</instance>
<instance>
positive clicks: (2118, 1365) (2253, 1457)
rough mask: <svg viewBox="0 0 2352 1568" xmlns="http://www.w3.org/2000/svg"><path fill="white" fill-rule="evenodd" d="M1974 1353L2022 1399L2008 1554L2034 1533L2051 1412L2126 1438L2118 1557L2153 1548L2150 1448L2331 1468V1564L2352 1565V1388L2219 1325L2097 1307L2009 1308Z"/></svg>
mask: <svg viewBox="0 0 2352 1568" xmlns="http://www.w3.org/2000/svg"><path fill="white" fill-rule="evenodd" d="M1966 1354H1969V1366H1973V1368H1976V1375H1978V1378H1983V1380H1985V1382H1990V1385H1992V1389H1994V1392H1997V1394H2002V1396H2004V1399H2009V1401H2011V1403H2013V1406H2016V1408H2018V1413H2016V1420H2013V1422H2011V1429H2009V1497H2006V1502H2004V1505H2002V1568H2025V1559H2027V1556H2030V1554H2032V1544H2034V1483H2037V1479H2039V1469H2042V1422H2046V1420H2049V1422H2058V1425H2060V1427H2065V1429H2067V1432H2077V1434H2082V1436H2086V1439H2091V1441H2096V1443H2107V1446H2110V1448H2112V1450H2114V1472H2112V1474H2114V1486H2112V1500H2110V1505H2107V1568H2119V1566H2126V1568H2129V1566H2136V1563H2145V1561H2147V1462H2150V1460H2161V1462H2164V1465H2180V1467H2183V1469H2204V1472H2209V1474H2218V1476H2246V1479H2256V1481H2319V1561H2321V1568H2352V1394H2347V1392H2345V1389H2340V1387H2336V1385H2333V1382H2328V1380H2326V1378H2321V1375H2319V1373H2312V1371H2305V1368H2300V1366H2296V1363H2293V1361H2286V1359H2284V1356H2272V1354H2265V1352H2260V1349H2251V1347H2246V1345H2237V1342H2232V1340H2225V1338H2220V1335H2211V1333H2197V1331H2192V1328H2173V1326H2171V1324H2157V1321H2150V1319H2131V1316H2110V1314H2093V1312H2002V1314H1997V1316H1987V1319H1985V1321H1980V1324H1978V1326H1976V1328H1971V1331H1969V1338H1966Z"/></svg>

- [Exercise goal]: Line by line, transcribe the material exactly.

- [Answer box]:
</instance>
<instance>
positive clicks: (2118, 1365) (2253, 1457)
rough mask: <svg viewBox="0 0 2352 1568" xmlns="http://www.w3.org/2000/svg"><path fill="white" fill-rule="evenodd" d="M1974 1353L2022 1399L2008 1554L2034 1533L2051 1412L2126 1438L2118 1557L2153 1548L2150 1448L2331 1468V1564L2352 1565V1388L2219 1325L2097 1307L2009 1308Z"/></svg>
mask: <svg viewBox="0 0 2352 1568" xmlns="http://www.w3.org/2000/svg"><path fill="white" fill-rule="evenodd" d="M1966 1354H1969V1366H1973V1368H1976V1375H1978V1378H1983V1380H1985V1382H1990V1385H1992V1389H1994V1392H1997V1394H2002V1396H2004V1399H2009V1401H2011V1403H2013V1406H2016V1408H2018V1413H2016V1420H2013V1422H2011V1429H2009V1497H2006V1502H2004V1505H2002V1568H2025V1559H2027V1556H2030V1554H2032V1544H2034V1483H2037V1479H2039V1469H2042V1422H2046V1420H2049V1422H2058V1425H2060V1427H2065V1429H2067V1432H2077V1434H2082V1436H2086V1439H2091V1441H2096V1443H2107V1446H2110V1448H2112V1450H2114V1472H2112V1474H2114V1486H2112V1500H2110V1505H2107V1568H2119V1566H2126V1568H2129V1566H2136V1563H2145V1561H2147V1462H2150V1460H2161V1462H2164V1465H2180V1467H2183V1469H2204V1472H2209V1474H2218V1476H2246V1479H2256V1481H2319V1561H2321V1568H2352V1394H2347V1392H2345V1389H2340V1387H2336V1385H2333V1382H2328V1380H2326V1378H2321V1375H2319V1373H2312V1371H2305V1368H2300V1366H2296V1363H2293V1361H2286V1359H2284V1356H2272V1354H2265V1352H2260V1349H2251V1347H2246V1345H2237V1342H2232V1340H2225V1338H2220V1335H2211V1333H2197V1331H2192V1328H2173V1326H2171V1324H2157V1321H2150V1319H2131V1316H2110V1314H2093V1312H2002V1314H1997V1316H1987V1319H1985V1321H1980V1324H1978V1326H1976V1328H1971V1331H1969V1338H1966Z"/></svg>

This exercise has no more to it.